====== Selected passage ======

You must always have a sense of control. The rescuer often has the unconscious need to control. Neediness is the hallmark of a co-dependent relationship. For example, when the other person is out, you become obsessed with knowing where that person is, who he is with, what he is doing, etc. “There is a difference between showing concern and care and being obsessive and controlling,” Carandang says. “If you insist that your partner has to always be there or vice versa, that your partner insists on knowing your whereabouts 24/7, it becomes suffocating and unhealthy.” There is often no awareness of the need to control on the part of the co-dependent individual. The underlying message is “I give you everything, therefore I can tell you how to run your life…” or “I need for you to need me.”
You do more than your share all the time. Carandang calls it the indiscriminate “taga-salo” where, to the point of martyrdom, you do everything for everyone. The co-dependent must realize that he or she is not the savior of the world and that life will go on even without them. “Every person has the moral obligation to take care of themselves. Compulsive care will lead to the point of burnout.”
You have a constant fear of abandonment. This is rooted in childhood where there are issues of abandonment or neglect by a parent. It is carried over into adulthood and motivates the co-dependent individual to stay in the relationship no matter the cost.

====== Data supplied ======

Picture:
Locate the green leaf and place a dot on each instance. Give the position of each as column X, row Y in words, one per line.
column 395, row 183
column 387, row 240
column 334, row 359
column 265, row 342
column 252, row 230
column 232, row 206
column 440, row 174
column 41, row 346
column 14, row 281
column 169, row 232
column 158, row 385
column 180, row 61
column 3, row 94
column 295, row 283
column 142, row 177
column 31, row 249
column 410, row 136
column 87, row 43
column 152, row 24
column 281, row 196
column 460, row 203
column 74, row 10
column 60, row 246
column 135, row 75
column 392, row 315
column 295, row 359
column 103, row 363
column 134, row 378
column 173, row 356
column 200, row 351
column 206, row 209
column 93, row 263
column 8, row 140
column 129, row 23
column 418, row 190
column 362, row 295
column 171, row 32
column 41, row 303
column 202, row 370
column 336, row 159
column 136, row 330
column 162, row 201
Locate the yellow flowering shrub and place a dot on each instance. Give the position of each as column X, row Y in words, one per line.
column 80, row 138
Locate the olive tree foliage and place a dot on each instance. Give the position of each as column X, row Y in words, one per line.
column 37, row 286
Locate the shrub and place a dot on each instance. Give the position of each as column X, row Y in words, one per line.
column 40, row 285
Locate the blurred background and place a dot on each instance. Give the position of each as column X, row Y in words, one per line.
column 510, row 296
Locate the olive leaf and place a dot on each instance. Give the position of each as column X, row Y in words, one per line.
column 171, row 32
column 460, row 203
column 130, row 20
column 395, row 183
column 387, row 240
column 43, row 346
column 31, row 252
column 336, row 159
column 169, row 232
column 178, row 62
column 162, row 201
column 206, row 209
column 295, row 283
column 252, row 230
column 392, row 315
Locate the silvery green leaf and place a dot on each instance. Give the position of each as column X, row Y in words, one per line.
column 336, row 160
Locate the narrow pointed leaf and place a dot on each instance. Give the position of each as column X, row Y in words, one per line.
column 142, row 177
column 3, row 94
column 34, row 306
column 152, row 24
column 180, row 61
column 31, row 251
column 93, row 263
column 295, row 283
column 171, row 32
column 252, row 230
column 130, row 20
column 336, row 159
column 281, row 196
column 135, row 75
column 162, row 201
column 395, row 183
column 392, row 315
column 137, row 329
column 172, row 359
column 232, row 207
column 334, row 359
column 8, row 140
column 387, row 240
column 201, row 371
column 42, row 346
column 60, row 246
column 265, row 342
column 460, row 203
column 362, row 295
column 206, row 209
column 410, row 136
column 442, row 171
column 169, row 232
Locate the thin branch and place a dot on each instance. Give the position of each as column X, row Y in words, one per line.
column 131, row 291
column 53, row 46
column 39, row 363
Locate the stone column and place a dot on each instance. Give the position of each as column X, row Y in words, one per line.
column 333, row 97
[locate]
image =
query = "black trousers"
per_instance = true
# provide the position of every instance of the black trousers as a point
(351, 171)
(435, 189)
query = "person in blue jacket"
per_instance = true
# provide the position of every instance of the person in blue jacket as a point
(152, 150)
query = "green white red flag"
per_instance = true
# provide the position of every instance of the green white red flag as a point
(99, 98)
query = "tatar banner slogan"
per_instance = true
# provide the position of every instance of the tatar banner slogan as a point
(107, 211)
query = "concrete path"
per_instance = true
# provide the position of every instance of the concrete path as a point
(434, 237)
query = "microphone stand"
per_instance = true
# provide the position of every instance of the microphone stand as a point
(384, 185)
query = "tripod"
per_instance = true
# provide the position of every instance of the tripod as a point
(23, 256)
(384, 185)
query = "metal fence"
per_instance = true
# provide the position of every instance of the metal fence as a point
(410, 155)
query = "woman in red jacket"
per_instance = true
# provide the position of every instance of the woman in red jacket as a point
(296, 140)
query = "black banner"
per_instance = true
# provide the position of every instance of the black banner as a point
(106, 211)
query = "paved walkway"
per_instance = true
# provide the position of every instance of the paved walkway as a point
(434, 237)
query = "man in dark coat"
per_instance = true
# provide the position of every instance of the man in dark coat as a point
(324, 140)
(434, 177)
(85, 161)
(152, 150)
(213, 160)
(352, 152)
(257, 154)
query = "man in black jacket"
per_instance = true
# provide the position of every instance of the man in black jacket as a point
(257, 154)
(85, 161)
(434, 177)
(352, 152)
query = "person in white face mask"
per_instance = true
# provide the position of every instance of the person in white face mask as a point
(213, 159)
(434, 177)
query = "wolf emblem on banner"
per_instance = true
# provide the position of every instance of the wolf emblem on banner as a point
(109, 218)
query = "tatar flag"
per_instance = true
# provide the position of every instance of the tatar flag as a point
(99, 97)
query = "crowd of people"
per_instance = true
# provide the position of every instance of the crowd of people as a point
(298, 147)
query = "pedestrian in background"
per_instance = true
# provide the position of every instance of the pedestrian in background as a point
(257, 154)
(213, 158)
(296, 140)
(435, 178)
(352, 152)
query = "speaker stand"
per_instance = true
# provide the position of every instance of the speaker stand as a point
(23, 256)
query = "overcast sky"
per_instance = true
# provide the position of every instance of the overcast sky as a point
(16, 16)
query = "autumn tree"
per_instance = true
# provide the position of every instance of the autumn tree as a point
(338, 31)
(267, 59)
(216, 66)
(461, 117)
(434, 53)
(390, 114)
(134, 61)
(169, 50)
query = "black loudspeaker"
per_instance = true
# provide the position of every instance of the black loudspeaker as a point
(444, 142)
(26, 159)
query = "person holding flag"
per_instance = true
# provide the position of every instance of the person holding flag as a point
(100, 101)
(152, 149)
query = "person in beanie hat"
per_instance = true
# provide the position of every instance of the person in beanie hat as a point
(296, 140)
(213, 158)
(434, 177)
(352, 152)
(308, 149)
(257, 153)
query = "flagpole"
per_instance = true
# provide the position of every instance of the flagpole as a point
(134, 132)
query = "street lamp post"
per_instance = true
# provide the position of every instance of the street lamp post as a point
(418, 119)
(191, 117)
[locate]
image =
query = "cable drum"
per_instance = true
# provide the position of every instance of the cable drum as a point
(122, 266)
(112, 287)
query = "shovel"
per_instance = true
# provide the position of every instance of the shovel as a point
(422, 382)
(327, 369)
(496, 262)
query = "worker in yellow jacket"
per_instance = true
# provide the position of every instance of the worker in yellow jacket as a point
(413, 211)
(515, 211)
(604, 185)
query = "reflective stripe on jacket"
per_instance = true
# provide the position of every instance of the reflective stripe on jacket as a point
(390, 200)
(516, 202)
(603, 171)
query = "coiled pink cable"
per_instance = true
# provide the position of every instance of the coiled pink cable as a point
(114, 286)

======

# The task
Please summarize the passage on co-dependency above in two sentences.

# Solution
A co-dependent person often needs to be in control, usually without being aware of that need, and does more than their share for everyone to the point of martyrdom, a compulsive care that leads to burnout. Such a person also lives with a constant fear of abandonment, rooted in childhood abandonment or neglect by a parent, which keeps them in the relationship no matter the cost.